* Supplied passage:

Despite the missionaries' attempts to convert the Indigenous peoples of the missions, often referred to in mission records as "neophytes," they indicated that their attempts at conversion were often unsuccessful. For example, in 1803, twenty-eight years into the mission period, Friar Fermín de Lasuén wrote,Generally the neophytes have not yet enough affection for Christianity and civilization. Most of them are excessively fond of the mountains, the beach, and of barbarous freedom and independence, so that some show of military force is necessary, lest they by force of arms deny the Faith and law which they have professed. When Mexico gained its independence in 1834, it assumed control of the Californian missions from the Franciscans, but abuse persisted. Mexico secularized the missions and transferred (or sold) the lands to other non-Native administrators or owners. Many of the Mission Indians worked on the newly established ranchos, with little improvement in their living conditions.

Around 1906, Alfred L. Kroeber and Constance G. Du Bois, of the University of California, Berkeley, first applied the term "Mission Indians" to Southern California Native Americans, as an ethnographic and anthropological label to include those at Mission San Luis Obispo de Tolosa and south.

Reservations
On January 12, 1891, the U.S. Congress passed the "An Act for the Relief of the Mission Indians in the State of California". This would further sanction the original grants of the Mexican government to the natives in southern California, and sought to protect their rights, while giving railroad corporations a primary interest.

* Information supplied:
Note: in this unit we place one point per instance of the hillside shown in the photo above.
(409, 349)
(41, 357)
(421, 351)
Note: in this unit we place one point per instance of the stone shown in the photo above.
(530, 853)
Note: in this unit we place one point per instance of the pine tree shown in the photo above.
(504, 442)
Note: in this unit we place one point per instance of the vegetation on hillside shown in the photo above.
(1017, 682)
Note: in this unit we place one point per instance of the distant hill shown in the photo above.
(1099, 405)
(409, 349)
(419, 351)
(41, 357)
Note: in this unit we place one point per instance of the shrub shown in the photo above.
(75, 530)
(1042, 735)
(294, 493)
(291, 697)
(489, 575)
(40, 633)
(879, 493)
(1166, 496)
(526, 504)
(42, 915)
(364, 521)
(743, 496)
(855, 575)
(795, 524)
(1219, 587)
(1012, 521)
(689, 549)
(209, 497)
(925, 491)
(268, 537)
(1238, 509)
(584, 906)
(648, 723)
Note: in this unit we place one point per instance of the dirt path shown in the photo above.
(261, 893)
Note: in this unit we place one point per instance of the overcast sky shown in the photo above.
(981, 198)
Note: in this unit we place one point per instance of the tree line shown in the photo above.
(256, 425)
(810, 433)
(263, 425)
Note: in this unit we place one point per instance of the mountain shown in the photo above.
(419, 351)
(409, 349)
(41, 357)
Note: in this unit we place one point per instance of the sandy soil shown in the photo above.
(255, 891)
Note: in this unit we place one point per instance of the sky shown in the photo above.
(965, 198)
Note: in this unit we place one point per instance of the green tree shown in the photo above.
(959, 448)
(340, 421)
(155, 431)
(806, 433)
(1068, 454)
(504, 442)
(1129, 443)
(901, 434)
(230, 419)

* * *

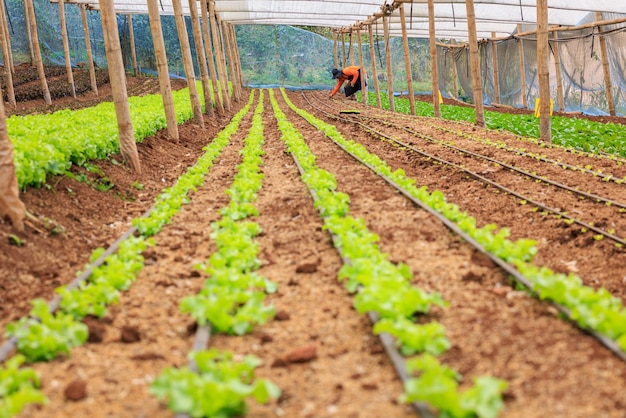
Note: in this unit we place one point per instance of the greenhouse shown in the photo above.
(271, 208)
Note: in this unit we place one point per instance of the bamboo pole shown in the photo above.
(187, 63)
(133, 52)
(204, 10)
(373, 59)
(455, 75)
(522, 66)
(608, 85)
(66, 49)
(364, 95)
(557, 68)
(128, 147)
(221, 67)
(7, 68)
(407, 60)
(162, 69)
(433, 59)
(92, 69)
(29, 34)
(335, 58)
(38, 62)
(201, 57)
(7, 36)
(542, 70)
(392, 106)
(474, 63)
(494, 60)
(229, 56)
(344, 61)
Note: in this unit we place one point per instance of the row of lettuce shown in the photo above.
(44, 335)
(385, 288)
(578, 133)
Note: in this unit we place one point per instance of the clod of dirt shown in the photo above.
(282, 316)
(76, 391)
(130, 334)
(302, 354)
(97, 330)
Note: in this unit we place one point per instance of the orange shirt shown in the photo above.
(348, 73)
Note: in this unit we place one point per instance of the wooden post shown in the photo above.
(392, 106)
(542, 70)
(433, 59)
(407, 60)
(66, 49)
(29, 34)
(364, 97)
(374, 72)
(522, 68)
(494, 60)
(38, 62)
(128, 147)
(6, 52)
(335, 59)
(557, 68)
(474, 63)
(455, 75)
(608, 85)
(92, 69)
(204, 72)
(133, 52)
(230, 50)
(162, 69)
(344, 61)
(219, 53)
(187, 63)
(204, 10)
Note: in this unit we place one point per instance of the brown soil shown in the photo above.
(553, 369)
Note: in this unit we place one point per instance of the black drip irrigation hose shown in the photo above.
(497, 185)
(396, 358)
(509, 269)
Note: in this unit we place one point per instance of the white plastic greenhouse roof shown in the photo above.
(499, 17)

* Task to carry out: According to the passage on the Mission Indians, on what date did the U.S. Congress pass "An Act for the Relief of the Mission Indians in the State of California"? The items were drawn from a separate source.

* Exercise answer: January 12, 1891.